> [Work required] Would you transcribe the records word for word, please?

> [Provided records]
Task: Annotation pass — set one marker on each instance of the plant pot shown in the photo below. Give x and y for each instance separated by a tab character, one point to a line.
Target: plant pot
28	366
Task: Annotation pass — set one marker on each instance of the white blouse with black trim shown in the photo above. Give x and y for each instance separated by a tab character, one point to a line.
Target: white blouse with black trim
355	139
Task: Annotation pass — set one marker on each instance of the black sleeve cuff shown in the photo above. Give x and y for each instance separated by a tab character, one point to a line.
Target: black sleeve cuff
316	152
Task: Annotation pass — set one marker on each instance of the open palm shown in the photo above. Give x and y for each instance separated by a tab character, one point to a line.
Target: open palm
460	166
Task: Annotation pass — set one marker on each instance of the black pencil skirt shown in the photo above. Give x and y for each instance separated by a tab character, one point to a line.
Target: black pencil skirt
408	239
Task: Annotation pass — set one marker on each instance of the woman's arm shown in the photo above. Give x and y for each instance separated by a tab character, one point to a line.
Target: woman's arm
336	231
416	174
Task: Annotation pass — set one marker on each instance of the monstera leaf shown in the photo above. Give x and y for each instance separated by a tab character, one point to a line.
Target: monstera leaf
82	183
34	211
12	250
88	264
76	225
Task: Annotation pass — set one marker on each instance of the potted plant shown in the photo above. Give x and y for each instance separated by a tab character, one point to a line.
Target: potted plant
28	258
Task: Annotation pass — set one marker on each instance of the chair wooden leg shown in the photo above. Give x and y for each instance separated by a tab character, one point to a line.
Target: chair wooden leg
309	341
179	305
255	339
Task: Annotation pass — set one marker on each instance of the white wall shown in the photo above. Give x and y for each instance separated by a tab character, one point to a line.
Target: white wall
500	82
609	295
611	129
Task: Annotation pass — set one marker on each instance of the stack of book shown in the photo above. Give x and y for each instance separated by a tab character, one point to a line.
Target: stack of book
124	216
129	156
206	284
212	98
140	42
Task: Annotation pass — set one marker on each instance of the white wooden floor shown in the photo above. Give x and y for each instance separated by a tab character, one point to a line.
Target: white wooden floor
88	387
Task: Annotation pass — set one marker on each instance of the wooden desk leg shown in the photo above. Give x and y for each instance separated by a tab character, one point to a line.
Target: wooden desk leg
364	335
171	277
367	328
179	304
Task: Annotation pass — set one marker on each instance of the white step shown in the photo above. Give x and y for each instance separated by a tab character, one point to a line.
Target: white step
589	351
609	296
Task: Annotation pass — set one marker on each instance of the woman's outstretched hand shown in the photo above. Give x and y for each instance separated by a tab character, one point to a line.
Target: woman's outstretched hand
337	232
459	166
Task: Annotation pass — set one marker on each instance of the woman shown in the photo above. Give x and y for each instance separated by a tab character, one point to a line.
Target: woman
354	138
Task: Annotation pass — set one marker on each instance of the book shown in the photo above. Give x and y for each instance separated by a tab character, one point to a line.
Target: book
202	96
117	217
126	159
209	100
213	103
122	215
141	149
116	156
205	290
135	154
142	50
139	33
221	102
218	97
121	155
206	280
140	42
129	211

> [Output below]
Task: Annotation pass — set one marker on each instance of the plant pot shown in the photo below. Give x and y for each instance separated by a tab character, one point to a line.
Target: plant pot
28	366
Task: Annotation pass — set one marker on each instance of the white blouse with black trim shown in the photo above. Give x and y for each instance separated by a tab character, one point to a line.
Target: white blouse with black trim
355	139
Task: Annotation pass — set one marker on each instance of the black sleeve cuff shown in the photo above. Give x and y for each instance separated by a tab character, one point to a line.
Target: black sleeve cuff
316	152
Task: Annotation pass — set one marker on each instance of the open palm shown in the photo above. Give x and y for each instance separated by a tab character, one point to a line.
Target: open palm
460	166
Task: Annotation pass — set one marker on each instance of the black pencil skirt shown in the photo above. Give x and y for each instance separated by a tab character, one point to a line.
Target: black pencil skirt
408	239
Task: Annotation pass — set one marker on each instance of the woman's arm shown in the photo above. Give x and y for each instance separated by a tab character, one point to a line.
Target: woman's arm
336	231
416	174
Task: Annotation pass — set one marker on each instance of the monstera leaf shown in the photo above. Give x and y for each instance separated by a tab character, one point to a line.
Target: monstera leaf
82	183
34	211
12	250
88	264
76	225
Task: Annotation pass — set one marker on each instance of the potted plant shown in the photo above. Give x and y for each instance separated by a tab character, one point to a line.
Target: potted plant
28	258
Task: Annotation pass — set one marker on each instance of the chair wooden leg shown in the photo above. Give x and y for each instance separated by a tab character, one point to a line.
Target: chair wooden leg
309	341
179	305
255	339
Task: Annotation pass — set one marker on each instance of the white wall shown in the photo above. Give x and y for each instance separated by a tab character, one point to a line.
Target: white wall
500	82
609	295
611	129
Task: Annotation pass — set one marker on each instance of the stack of book shown in the photo above. Give x and y for each instance separated by a tab character, one point to a line.
Target: stack of book
124	216
129	156
206	284
212	98
140	42
Task: Annotation pass — set one marker on each instance of the white wooden floor shown in the photo above. Give x and y for each instance separated by a tab character, one point to a line.
Target: white wooden floor
88	387
Task: Annotation pass — set one marker on each instance of the wooden desk leg shown in the photo above. Give x and y for each instance separated by a tab character, one point to a line.
Target: wooden desk leg
364	335
171	277
367	328
179	304
Task: Annotation pass — set one marker on each instance of the white step shown in the photo above. Give x and y for each instance separated by a tab character, one point to a line.
Target: white step
589	351
609	296
Task: Annotation pass — set one marker on each instance of the woman's outstretched hand shown in the photo above. Give x and y for each instance separated by a tab character, one point to a line.
Target: woman's outstretched hand
337	232
459	166
Task: Annotation pass — set one marker on each instance of the woman shown in the photo above. Give x and y for each instance separated by a tab character, one point to a line.
Target: woman
354	138
Task: Annotation pass — set one marker on each instance of the book shown in the photo above. Give x and y for each instance separated by a tab character, one point to a line.
Target: book
202	96
117	217
126	159
209	100
213	103
122	215
141	149
116	156
205	290
135	154
142	50
139	33
221	102
218	97
121	155
206	280
140	42
129	211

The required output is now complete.